Bagian Teks:

────

Uniknya juga adalah pelaku atau pemain yang ada di dalamnya didominasi oleh investor dari negara-negara yang minim sumber daya agrikultur, maupun korporasi nasional yang bertujuan untuk mengamankan cadangan pangan.

Sementara itu, program penyediaan pangan skala luas yang muncul pada pemerintah saat ini antara lain peningkatan produksi, ketahanan pangan, dan pertumbuhan sektor pertanian.

Konsep Food Estate mengintegrasikan pertanian, perkebunan, peternakan dalam skala luas agar lebih efisien. Ini sesuai tuntutan persaingan di pasar internasional. Diharapkan investor mendapat kesempatan berinvestasi di bidang pangan skala luas.

Konsep dasar food estate juga diletakan atas dasar keterpaduan sektor dan subsektor dalam suatu sistem agribisnis.

Memanfaatkan sumberdaya secara optimal dan lestari dikelola secara prosedural, didukung SDM berkualitas, menggunakan teknologi tepat guna, berwawasan lingkungan, dan kelembagaan yang kokoh.

Food estate diarahkan pada sistem agribisnis yang berakar kuat di pedesaan, dan berbasis pemberdayaan masyarakat adat atau penduduk lokal yang merupakan landasan dalam pengembangan wilayah.

Hasil dari pengembangan food estate bisa menjadi pasokan ketahanan pangan nasional dan jika berlebih bisa dilakukan ekspor.

Desain pengembangan kawasan pangan skala luas (food estate) dirancang berdasarkan empat pendekatan, yaitu (1) Pendekatan pengembangan wilayah (cluster), (2) Pendekatan integrasi sektor dan subsektor, (3) Pendekatan lingkungan berkelanjutan dan, (4) Pendekatan pemberdayaan masyarakat lokal (local community development).

────

(Cuplikan dataset anotasi lokasi)
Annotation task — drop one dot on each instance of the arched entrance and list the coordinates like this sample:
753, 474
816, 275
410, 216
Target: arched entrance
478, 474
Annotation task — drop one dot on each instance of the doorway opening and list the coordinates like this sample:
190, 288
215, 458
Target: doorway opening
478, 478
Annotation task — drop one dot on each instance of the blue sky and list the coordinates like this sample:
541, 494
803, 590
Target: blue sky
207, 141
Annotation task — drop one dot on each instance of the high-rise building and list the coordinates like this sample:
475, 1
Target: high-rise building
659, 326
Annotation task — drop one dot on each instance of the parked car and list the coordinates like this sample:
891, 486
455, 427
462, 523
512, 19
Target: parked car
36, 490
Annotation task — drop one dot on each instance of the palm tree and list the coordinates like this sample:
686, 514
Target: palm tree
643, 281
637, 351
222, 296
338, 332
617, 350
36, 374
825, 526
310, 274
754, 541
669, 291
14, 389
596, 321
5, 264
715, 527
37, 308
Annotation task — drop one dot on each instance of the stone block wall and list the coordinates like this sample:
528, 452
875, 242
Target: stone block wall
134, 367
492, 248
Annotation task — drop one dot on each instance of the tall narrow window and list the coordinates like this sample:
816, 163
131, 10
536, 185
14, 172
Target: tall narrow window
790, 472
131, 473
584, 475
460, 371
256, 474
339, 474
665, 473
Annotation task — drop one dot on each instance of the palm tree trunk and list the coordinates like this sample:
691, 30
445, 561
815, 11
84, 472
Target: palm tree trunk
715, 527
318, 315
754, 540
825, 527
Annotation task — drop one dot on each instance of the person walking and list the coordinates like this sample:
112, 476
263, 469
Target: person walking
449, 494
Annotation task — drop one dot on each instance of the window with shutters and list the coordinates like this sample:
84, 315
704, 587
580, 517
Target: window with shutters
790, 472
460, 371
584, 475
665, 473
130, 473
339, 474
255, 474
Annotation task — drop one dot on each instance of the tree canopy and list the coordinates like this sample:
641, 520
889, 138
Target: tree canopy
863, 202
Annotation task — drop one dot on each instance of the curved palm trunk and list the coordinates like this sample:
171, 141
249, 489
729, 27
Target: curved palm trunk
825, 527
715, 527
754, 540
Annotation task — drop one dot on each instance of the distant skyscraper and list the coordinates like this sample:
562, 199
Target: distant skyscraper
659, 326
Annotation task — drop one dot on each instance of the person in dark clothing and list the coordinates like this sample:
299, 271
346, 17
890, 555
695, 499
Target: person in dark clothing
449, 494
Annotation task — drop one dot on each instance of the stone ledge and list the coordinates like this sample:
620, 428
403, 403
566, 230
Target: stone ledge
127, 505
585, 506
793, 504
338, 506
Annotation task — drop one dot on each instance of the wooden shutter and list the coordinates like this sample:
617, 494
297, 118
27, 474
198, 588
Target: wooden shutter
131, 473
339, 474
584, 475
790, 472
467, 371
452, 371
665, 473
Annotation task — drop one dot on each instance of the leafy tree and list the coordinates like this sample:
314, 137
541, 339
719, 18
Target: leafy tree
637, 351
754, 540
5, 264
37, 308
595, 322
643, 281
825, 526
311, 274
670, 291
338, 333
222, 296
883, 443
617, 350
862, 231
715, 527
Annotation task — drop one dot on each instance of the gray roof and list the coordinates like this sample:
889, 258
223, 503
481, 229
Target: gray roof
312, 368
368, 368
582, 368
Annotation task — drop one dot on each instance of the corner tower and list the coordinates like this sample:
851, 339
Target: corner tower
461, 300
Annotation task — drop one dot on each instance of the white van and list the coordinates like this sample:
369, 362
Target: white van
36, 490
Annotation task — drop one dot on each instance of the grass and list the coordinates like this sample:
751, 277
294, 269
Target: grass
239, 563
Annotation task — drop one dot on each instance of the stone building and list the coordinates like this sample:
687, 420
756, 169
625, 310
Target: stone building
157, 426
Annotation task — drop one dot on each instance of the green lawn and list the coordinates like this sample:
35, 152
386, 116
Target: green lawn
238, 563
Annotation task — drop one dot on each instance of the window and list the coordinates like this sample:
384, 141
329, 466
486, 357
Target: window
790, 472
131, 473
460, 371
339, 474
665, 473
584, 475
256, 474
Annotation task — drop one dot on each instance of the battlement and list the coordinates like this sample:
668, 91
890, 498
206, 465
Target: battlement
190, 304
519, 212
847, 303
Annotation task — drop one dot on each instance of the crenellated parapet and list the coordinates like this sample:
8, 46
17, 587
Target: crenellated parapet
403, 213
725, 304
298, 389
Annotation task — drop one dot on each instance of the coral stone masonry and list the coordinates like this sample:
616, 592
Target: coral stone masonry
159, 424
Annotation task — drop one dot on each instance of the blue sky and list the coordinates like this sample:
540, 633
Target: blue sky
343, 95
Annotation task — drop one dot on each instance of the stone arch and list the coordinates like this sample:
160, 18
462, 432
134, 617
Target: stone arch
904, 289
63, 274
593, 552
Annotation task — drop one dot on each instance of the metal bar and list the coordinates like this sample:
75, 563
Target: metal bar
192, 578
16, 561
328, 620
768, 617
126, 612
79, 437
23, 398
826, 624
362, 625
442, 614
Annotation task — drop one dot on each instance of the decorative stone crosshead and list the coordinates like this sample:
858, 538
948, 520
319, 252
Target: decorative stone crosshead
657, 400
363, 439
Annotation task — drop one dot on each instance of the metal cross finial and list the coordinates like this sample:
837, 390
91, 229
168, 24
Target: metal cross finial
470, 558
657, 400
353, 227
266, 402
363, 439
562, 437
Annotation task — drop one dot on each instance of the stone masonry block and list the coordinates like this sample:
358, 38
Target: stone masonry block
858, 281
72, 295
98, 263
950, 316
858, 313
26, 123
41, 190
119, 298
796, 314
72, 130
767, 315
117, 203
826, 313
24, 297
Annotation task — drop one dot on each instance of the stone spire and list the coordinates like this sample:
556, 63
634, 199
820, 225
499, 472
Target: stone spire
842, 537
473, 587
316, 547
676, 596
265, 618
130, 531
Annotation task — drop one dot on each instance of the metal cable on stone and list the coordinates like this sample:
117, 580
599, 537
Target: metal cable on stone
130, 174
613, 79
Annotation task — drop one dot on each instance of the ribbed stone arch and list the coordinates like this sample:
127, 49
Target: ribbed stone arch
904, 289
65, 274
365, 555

────

Soal Tugas 1: Skalakan baris-baris cuplikan dataset anotasi lokasi, dari baris yang memuat "the stone arch" sampai baris terakhir data, dengan menuliskan ulang semua baris itu beserta permintaannya dan hanya baris-baris itu. Setiap angka koordinat dalam jawaban dikalikan 0,45 lalu dibulatkan ke bilangan bulat (setengah dibulatkan ke atas), sedangkan angka dalam permintaan dan contoh formatnya dibiarkan.
Soal Tugas 2: Teruskan teks tentang konsep food estate mulai setelah kalimat terakhirnya.

Hasil Tugas 1:
Annotation task — drop one dot on each instance of the stone arch and list the coordinates like this sample:
160, 18
462, 432
134, 617
Target: stone arch
407, 130
28, 123
267, 248
Annotation task — drop one dot on each instance of the metal bar and list the coordinates like this sample:
75, 563
Target: metal bar
86, 260
7, 252
148, 279
346, 278
57, 275
36, 197
10, 179
372, 281
163, 281
199, 276
Annotation task — drop one dot on each instance of the decorative stone crosshead and list the coordinates like this sample:
858, 538
948, 520
319, 252
Target: decorative stone crosshead
296, 180
163, 198
Annotation task — drop one dot on each instance of the metal cross finial and list the coordinates like this sample:
837, 390
91, 229
168, 24
Target: metal cross finial
212, 251
296, 180
159, 102
120, 181
163, 198
253, 197
Annotation task — drop one dot on each instance of the stone masonry block and list the coordinates like this sample:
358, 38
Target: stone masonry block
386, 126
32, 133
44, 118
428, 142
386, 141
12, 55
18, 86
54, 134
358, 141
32, 59
345, 142
53, 91
372, 141
11, 134
Annotation task — drop one dot on each instance of the stone spire and list the coordinates like this sample:
556, 63
634, 199
820, 225
499, 472
Target: stone spire
379, 242
213, 264
142, 246
304, 268
119, 278
59, 239
Annotation task — drop one dot on each instance of the metal cable on stone and list the coordinates like this sample:
117, 580
599, 537
Target: metal cable on stone
59, 78
276, 36
Annotation task — drop one dot on each instance of the ribbed stone arch and list the coordinates like this sample:
127, 49
Target: ribbed stone arch
407, 130
29, 123
164, 250

Hasil Tugas 2:
Apa yang dilakukan Pemerintah Republik Indonesia di wilayah Nusa Tenggara Timur dalam rangka memenuhi ketersediaan pangan melalui program food estate, tidak terlepas dari berbagai pendekatan yang telah disebutkan di atas.

Pendekatan program pembangunan wilayah dilakukan secara terpadu antar multi sektor terkait yang dikelola dengan satu sistem manajemen terpadu, dengan pengembangan Klaster Sentra Produksi Pertanian (KSPP), serta penetapan komoditas unggulan berdasarkan potensi dan kesesuaian lahan.

Pendekatan Integrasi Sektor dan Sub Sektor (dalam rangka mendorong program diversifikasi pangan dan bidang usaha), dilakukan untuk mengatasi kendala keterbatasan infrastruktur publik dan wilayah komoditi pangan didasarkan kepada kajian dan pemetaan Agro Ecological Zone (AEZ).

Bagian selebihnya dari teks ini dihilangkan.